◆ **Задачи для решения**:
1. Ответьте по тексту о школе Люндтофте:
(a) Из какого материала построено огромное здание, к которому поворачивает голову режиссер?
(b) Что ученики должны были пить за партами?
(c) Сколько этажей в главном здании школы?
2. Перепишите часть текста о школе Люндтофте от слов «Страница 23 из» до слов «действительно получил сполна.» включительно, поменяв «режиссер» на «продюсер».

◆ **Предоставленный текст**:
....................

Страница 23 из 25
– Ну, вот она, – говорит режиссер, поворачивая голову к огромному зданию из красного кирпича по правой стороне. – Я так подозреваю, что мы припаркуемся на учительском месте, – улыбается он. – Ох уж эти учителя.
Пока мы проходим сквозь парковку, Ларс рассказывает, что он сам хотел ходить в школу вместе со своим приятелем, который жил по соседству, – что опять же только усло жнило дело, потому что ответственность за это решение лежала на нем самом. Кроме того, его родители считали, что Ларсу полезно будет общаться с детьми из других слоев общества, какового общения он действительно получил сполна.
– Надо мной с самого начала ужасно издевались дети постарше, потому что я был таким крошечным… ну и, может быть, потому, что моя семья была чуть богаче остальных, – говорит он.
На каждой перемене его поджидала взбучка, и звонки на урок не приносили особого облегчения, потому что учителя в школе Люндтофте, судя по всему, не читали тех книг, которыми увлекалась мама Ларса. Ученики должны были усесться каждый за свою деревянную парту, сесть прямо, красиво сложить руки, есть свои бутерброды и пить теплое молоко. При малейшем отклонении от этого плана им отвешивали подзатыльник.
Мы проходим сквозь отверстие между двумя низкими зданиями из красного кирпича и останавливаемся ненадолго, чтобы осмотреться в школьном дворе, окруженном четырьмя красными корпусами. Современное учреждение, каким оно выглядело в 1962 году. Откуда-то издалека доносятся пронзительные мальчишечьи голоса, которые звучат удивительно вневременно, как и разносящееся по двору эхо от ритмических ударов мяча о стену. Слева от нас высится главное здание, четырехэтажный прямоугольник с двумя встроенными стеклянными башнями, в которых заключены поднимающиеся от этажа к этажу лестницы. Остальные корпуса чуть пониже. Асфальт покрыт красочными узорами для разных игр, и в нескольких местах во дворе торчат деревья, растущие в загонах из досок.

....................

Серия записей:

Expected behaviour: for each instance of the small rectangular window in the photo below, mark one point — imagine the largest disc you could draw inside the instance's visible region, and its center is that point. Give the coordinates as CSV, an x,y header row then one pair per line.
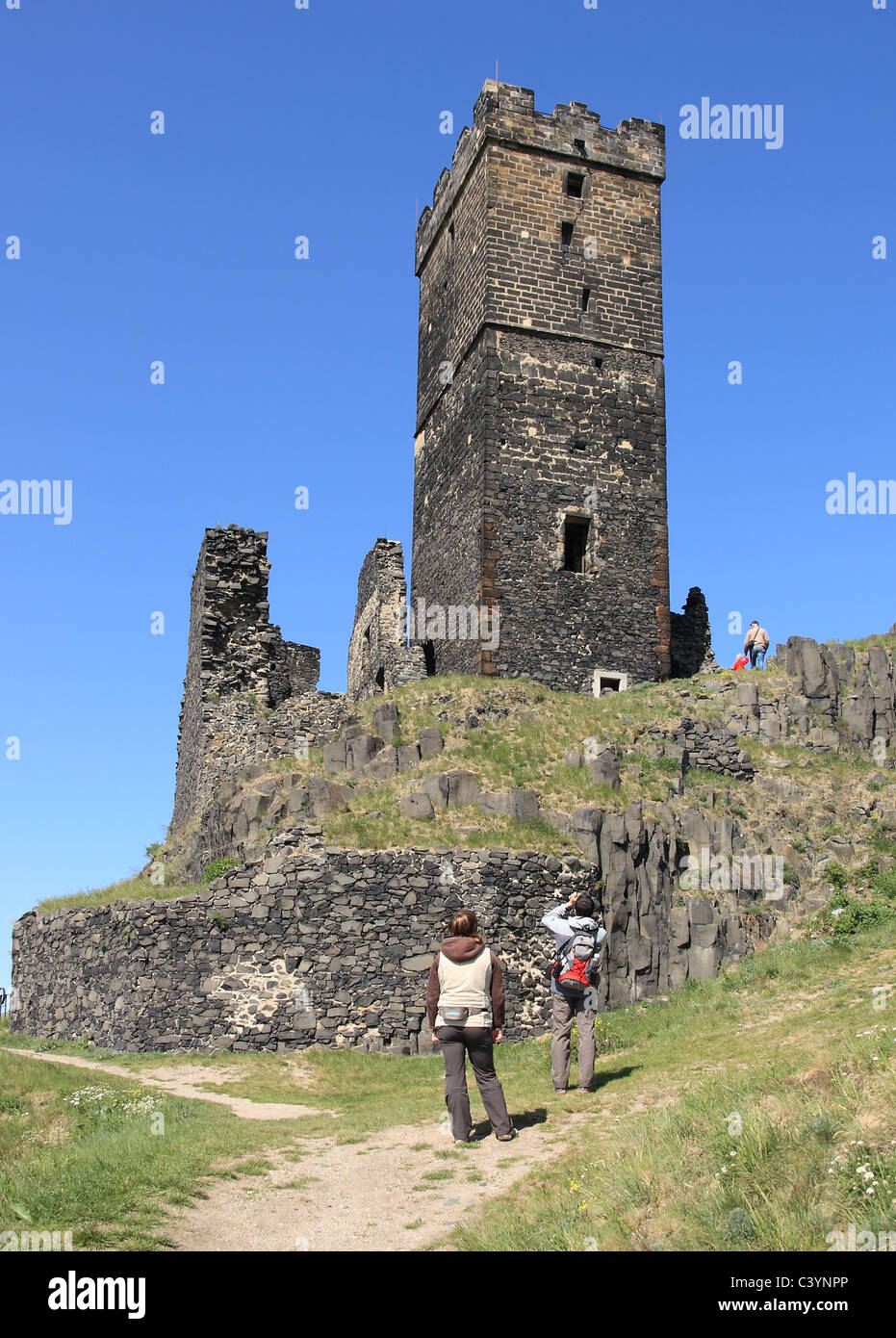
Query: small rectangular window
x,y
576,542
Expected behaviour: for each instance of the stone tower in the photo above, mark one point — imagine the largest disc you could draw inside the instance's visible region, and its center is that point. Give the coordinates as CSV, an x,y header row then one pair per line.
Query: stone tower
x,y
247,693
541,446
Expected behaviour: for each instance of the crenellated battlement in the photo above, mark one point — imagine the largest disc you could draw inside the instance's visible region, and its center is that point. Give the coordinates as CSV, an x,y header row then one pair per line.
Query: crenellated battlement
x,y
507,113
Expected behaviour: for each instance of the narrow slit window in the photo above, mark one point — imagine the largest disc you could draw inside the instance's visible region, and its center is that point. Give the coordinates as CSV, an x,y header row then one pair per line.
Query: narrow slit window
x,y
576,542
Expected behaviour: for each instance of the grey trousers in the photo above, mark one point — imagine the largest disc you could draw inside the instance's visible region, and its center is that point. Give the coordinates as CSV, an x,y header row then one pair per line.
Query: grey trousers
x,y
456,1042
563,1013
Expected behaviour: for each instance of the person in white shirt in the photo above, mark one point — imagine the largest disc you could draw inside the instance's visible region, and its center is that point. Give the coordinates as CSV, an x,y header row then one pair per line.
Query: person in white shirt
x,y
566,922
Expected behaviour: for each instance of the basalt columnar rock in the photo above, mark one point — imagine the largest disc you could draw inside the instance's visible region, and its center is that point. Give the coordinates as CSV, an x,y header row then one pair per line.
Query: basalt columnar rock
x,y
333,947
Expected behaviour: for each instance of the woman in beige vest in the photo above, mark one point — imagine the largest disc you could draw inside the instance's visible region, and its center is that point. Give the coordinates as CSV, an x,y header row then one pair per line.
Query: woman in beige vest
x,y
466,1011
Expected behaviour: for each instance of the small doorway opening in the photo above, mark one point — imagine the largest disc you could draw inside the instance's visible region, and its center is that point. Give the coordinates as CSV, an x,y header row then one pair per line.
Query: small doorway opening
x,y
576,542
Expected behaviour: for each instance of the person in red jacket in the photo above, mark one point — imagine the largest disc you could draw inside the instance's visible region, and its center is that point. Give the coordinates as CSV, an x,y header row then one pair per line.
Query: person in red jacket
x,y
466,1011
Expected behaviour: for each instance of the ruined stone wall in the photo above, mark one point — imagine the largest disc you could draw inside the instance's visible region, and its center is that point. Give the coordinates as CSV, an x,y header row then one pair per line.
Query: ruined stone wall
x,y
247,695
692,649
378,654
541,394
333,949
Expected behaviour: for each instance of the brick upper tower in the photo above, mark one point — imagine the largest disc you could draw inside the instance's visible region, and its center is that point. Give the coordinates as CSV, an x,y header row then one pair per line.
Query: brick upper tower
x,y
541,445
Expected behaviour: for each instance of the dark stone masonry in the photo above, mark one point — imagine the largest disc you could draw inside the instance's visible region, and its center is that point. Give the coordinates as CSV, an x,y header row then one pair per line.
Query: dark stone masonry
x,y
380,657
539,520
247,695
333,949
541,447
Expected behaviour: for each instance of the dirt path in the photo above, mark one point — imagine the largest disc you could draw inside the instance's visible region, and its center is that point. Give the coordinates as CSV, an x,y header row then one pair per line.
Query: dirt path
x,y
366,1196
388,1191
184,1081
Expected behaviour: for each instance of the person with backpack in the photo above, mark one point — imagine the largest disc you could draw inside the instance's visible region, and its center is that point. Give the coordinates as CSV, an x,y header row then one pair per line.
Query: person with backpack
x,y
755,642
574,978
466,1011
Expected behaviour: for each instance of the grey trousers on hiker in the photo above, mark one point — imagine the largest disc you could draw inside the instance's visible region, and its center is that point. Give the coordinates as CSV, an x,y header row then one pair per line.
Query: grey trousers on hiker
x,y
456,1042
563,1013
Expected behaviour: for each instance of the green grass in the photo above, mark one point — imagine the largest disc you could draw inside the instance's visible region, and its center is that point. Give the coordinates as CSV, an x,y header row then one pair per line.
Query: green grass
x,y
786,1060
522,741
783,1088
126,890
110,1180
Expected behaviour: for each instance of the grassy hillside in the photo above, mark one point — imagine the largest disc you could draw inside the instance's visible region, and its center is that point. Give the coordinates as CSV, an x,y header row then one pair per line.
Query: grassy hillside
x,y
517,733
752,1112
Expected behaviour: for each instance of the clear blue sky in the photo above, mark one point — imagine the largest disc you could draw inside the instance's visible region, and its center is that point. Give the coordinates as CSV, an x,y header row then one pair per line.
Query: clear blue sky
x,y
284,373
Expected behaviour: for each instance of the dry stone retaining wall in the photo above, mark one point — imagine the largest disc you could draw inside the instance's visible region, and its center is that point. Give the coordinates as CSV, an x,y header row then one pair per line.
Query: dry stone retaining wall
x,y
333,947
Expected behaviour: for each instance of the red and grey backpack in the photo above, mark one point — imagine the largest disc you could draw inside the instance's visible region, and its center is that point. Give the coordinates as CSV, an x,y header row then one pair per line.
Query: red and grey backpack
x,y
576,967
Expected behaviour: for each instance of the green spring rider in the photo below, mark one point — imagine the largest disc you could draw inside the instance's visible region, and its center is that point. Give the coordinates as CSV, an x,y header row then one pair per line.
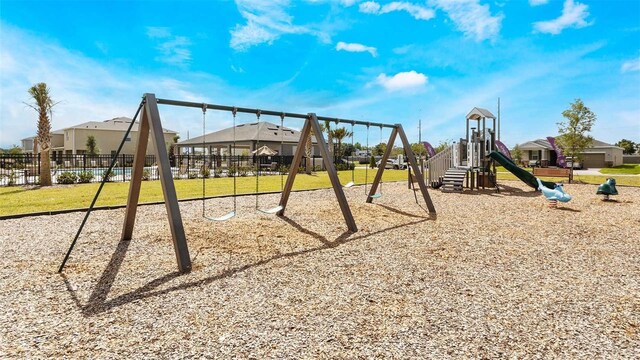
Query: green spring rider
x,y
608,188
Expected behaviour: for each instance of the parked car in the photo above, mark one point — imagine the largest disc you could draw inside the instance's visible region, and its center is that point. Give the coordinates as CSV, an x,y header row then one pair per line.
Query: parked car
x,y
392,164
574,164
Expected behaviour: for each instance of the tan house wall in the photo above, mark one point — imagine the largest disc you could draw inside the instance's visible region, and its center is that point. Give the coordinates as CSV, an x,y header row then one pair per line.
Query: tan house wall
x,y
75,141
612,156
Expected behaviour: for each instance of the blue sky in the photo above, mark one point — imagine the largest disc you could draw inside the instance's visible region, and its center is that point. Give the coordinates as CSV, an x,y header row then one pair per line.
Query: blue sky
x,y
391,62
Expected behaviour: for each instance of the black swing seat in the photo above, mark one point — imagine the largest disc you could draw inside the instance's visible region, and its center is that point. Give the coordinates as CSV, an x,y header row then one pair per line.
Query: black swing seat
x,y
224,217
272,211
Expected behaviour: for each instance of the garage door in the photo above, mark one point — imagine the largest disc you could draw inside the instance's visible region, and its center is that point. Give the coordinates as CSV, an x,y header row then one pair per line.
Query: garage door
x,y
593,160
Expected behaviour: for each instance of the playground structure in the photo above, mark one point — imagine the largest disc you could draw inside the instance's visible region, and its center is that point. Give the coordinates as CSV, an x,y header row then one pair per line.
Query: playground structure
x,y
474,159
150,127
607,189
468,158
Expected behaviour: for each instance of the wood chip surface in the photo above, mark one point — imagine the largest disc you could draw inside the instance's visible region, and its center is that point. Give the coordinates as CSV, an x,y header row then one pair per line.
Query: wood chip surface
x,y
494,275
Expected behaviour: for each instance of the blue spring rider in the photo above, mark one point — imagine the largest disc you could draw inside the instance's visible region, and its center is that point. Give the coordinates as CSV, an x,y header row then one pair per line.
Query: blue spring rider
x,y
554,195
608,188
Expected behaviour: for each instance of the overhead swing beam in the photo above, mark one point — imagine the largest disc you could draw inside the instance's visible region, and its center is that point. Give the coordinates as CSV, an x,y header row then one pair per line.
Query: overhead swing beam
x,y
398,130
269,112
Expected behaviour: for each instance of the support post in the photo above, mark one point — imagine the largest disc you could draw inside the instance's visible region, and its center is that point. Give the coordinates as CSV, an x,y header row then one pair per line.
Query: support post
x,y
383,162
150,122
312,123
416,169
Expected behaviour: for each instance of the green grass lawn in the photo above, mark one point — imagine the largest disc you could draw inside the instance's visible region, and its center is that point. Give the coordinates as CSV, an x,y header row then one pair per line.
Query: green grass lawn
x,y
18,200
632,169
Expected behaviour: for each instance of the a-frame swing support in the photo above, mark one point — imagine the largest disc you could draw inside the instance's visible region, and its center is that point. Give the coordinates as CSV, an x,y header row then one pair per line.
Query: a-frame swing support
x,y
312,123
151,126
398,130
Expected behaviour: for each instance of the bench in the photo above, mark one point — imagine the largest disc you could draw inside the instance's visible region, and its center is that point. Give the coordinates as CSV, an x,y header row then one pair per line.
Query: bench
x,y
551,172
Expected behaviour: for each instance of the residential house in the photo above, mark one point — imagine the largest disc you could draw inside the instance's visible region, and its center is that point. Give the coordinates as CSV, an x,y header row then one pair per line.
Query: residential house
x,y
598,155
108,135
245,139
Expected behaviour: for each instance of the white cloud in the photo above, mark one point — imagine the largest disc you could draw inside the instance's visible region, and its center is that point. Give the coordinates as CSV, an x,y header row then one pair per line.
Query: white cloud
x,y
369,7
574,15
173,49
417,11
538,2
631,65
266,21
402,81
473,19
355,47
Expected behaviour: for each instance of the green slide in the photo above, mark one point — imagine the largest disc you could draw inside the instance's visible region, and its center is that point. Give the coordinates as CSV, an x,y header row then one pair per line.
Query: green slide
x,y
522,174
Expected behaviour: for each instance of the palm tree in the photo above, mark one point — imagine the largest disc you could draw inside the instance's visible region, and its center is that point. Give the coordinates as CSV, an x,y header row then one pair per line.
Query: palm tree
x,y
339,134
43,105
327,127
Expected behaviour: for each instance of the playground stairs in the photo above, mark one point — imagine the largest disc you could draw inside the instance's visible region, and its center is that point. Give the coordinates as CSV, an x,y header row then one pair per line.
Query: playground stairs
x,y
453,180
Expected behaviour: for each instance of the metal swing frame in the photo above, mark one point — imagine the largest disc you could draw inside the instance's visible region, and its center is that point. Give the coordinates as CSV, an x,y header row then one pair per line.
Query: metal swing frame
x,y
353,180
150,127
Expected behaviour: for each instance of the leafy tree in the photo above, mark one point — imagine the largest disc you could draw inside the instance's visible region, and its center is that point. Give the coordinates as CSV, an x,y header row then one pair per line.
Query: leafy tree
x,y
574,130
15,150
443,145
516,153
372,162
43,105
628,146
339,134
418,150
92,146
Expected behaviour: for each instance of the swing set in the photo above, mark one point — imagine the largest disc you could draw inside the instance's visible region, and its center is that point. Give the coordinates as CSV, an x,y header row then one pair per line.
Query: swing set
x,y
150,127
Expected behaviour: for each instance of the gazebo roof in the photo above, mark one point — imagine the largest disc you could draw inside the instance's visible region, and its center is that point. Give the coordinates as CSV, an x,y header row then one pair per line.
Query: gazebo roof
x,y
477,113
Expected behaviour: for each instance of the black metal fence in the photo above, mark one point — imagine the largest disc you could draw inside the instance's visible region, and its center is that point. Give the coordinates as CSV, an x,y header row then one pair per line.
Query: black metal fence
x,y
67,168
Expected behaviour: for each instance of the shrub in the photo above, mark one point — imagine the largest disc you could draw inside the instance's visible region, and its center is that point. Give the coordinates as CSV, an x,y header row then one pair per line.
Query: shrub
x,y
67,177
108,175
11,178
283,169
85,177
345,166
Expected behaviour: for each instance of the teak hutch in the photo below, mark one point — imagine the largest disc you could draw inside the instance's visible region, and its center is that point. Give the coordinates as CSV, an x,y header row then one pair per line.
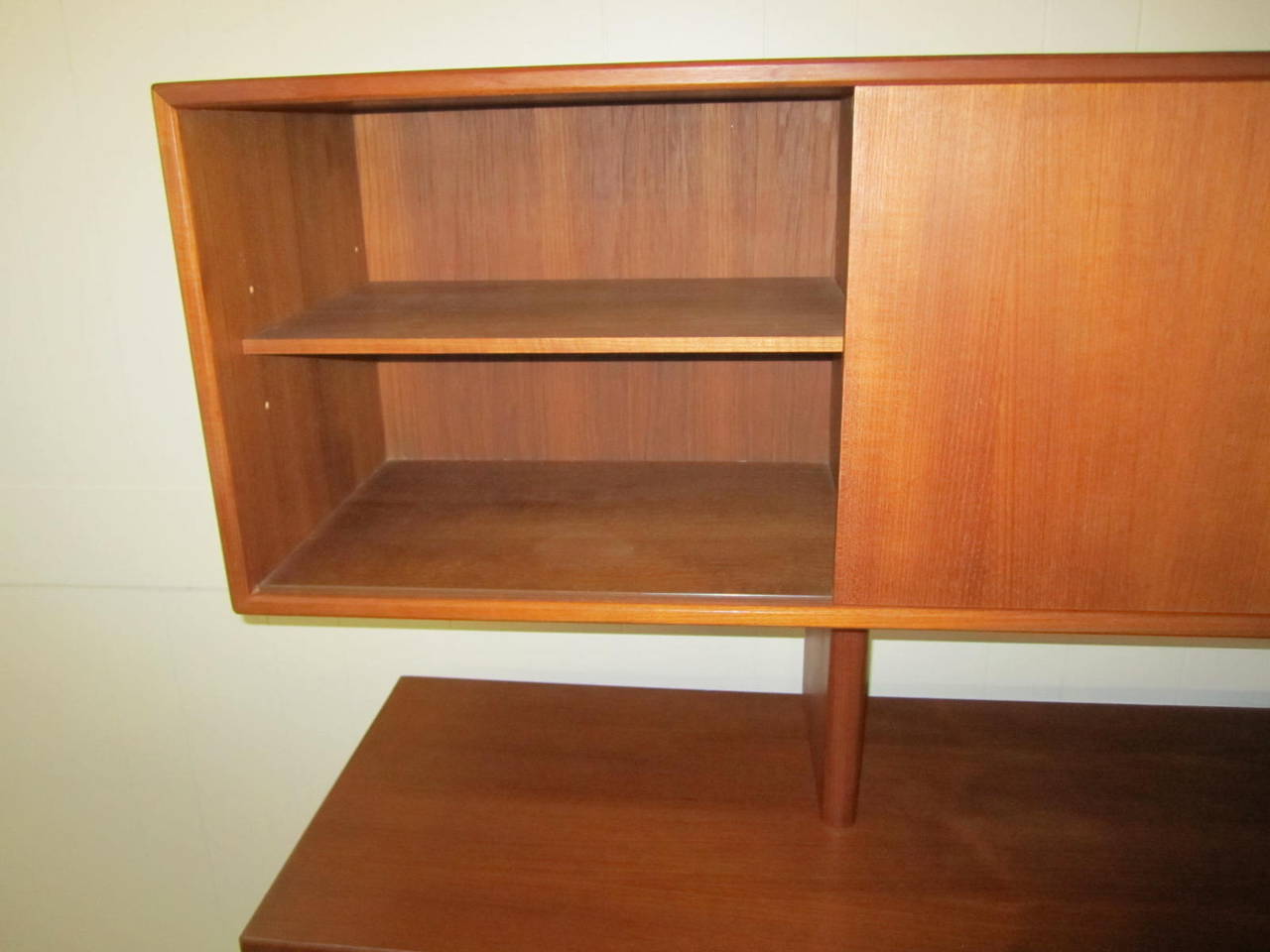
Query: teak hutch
x,y
973,343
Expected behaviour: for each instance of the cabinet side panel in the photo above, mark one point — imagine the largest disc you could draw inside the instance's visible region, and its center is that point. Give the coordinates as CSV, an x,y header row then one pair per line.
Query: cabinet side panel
x,y
767,409
1058,348
656,190
273,206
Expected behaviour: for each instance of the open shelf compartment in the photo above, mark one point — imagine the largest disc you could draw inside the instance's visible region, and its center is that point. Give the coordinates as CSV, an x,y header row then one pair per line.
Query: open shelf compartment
x,y
589,350
715,530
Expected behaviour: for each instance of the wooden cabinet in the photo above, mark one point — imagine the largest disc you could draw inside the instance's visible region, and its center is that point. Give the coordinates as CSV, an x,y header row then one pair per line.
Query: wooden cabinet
x,y
908,343
1058,348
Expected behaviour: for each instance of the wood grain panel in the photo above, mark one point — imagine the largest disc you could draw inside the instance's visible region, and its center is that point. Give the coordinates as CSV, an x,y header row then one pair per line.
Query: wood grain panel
x,y
543,527
1058,349
547,817
716,315
761,409
267,221
656,190
698,80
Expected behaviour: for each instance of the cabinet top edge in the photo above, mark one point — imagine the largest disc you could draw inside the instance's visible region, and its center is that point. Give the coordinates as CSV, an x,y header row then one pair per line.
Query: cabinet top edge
x,y
372,91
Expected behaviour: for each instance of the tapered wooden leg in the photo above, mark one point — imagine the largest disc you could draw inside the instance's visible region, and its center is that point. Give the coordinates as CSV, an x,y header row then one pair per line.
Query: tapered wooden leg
x,y
835,687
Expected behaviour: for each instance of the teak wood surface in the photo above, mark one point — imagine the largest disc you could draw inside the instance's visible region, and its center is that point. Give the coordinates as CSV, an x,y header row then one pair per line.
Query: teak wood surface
x,y
649,316
599,527
645,190
1049,412
668,409
698,80
581,819
1058,348
835,690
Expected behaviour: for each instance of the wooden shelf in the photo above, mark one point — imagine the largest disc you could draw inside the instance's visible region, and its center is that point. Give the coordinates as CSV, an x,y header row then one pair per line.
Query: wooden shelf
x,y
717,530
654,316
479,815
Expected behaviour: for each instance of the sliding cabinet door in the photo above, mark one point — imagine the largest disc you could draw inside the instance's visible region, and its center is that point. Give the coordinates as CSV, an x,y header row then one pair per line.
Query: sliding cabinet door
x,y
1057,382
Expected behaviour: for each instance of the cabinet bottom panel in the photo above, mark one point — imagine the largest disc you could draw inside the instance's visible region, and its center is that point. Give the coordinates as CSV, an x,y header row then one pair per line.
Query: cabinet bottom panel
x,y
578,527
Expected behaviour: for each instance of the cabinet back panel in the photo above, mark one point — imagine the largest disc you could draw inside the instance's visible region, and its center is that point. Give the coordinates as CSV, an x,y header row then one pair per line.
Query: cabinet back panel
x,y
1058,348
656,190
763,409
272,202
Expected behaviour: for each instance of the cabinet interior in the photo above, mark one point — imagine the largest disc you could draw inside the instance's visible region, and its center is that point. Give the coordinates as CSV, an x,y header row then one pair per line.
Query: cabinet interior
x,y
564,348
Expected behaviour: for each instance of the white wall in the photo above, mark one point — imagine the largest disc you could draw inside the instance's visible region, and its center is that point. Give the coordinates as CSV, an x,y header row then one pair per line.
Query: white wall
x,y
160,754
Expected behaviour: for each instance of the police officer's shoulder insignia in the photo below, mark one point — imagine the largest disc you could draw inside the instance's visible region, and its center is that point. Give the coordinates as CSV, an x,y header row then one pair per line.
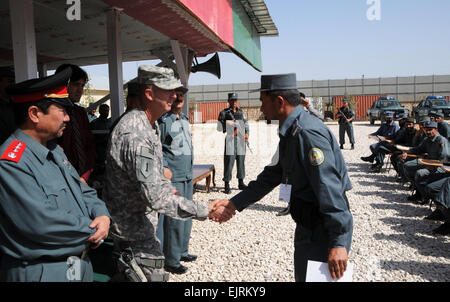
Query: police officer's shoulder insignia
x,y
316,156
14,151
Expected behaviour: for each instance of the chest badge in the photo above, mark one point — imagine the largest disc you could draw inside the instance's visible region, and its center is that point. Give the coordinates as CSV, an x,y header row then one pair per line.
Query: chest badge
x,y
316,157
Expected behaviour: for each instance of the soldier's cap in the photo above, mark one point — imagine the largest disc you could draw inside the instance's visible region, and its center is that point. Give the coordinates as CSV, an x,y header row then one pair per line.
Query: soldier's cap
x,y
423,119
389,114
161,77
232,96
7,72
182,89
133,87
52,88
274,82
430,125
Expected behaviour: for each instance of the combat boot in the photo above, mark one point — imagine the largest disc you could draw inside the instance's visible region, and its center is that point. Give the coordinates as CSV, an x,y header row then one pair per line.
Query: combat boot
x,y
227,187
242,186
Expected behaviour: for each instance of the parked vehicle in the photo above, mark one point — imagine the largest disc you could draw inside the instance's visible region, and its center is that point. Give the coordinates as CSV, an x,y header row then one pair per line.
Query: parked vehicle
x,y
432,103
382,105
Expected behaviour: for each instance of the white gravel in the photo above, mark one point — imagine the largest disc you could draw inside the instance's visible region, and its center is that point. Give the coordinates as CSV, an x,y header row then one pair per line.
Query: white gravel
x,y
391,241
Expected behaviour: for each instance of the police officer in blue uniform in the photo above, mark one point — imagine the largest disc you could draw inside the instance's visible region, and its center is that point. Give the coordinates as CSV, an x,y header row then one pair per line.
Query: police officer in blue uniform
x,y
387,129
178,157
311,170
49,219
233,121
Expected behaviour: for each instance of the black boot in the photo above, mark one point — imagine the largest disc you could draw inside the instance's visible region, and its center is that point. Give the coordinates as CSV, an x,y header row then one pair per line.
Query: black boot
x,y
370,158
242,186
227,187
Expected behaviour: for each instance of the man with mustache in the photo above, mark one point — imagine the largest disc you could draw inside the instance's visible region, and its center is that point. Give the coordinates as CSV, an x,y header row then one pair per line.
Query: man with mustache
x,y
49,219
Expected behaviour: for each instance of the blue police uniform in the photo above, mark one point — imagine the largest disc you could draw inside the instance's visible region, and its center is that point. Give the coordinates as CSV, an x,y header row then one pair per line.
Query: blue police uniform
x,y
311,161
45,213
177,148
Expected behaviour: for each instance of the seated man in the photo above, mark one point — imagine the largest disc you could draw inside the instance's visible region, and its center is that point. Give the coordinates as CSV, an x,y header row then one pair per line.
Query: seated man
x,y
387,129
435,147
439,191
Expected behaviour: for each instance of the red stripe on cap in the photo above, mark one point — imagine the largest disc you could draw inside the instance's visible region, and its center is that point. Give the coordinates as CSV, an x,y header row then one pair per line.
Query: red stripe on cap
x,y
14,151
25,98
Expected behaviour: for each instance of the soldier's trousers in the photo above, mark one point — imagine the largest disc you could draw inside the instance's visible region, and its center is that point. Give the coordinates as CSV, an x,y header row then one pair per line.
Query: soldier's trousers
x,y
310,245
174,234
346,128
76,270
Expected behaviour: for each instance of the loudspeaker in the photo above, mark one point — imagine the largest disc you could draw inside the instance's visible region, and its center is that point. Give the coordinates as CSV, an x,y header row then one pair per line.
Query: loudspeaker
x,y
212,66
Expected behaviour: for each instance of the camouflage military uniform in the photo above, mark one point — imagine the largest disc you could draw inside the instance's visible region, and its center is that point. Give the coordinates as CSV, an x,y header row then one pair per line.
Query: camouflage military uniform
x,y
135,191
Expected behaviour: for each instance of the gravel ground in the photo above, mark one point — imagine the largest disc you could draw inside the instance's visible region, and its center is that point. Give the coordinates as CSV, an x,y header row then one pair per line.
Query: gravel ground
x,y
391,241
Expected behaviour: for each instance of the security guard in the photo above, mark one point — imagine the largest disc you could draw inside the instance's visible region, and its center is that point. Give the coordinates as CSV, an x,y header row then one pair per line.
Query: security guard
x,y
346,116
233,121
311,170
135,190
437,148
49,219
174,234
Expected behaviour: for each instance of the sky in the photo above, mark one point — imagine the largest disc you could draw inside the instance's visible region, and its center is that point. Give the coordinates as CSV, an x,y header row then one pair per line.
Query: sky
x,y
334,39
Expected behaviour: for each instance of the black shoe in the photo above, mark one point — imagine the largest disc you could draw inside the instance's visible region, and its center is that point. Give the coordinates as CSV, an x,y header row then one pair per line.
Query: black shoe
x,y
176,270
242,186
189,258
285,211
369,159
415,197
435,216
227,188
442,230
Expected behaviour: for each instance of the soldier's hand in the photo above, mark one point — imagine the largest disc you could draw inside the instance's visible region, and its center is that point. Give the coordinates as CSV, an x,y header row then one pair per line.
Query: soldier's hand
x,y
100,223
337,262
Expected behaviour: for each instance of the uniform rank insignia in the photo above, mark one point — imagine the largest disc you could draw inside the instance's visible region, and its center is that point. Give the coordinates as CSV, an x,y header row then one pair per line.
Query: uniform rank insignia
x,y
14,151
316,157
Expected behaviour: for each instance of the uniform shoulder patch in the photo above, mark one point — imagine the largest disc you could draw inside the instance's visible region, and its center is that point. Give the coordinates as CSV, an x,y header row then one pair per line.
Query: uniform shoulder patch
x,y
316,156
14,151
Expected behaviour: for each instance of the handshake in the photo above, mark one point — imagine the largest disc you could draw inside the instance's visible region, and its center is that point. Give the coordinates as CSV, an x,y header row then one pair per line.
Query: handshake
x,y
221,210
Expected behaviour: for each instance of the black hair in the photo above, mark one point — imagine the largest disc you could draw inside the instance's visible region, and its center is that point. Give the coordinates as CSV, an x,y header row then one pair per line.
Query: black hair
x,y
291,96
77,72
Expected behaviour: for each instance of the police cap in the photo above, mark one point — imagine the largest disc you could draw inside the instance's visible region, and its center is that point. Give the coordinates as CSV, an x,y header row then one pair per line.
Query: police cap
x,y
52,88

....................

◆ **Ответы на задачи**:
1.
(a) Из красного кирпича.
(b) Теплое молоко.
(c) Четыре.

2.
Страница 23 из 25
– Ну, вот она, – говорит продюсер, поворачивая голову к огромному зданию из красного кирпича по правой стороне. – Я так подозреваю, что мы припаркуемся на учительском месте, – улыбается он. – Ох уж эти учителя.
Пока мы проходим сквозь парковку, Ларс рассказывает, что он сам хотел ходить в школу вместе со своим приятелем, который жил по соседству, – что опять же только усло жнило дело, потому что ответственность за это решение лежала на нем самом. Кроме того, его родители считали, что Ларсу полезно будет общаться с детьми из других слоев общества, какового общения он действительно получил сполна.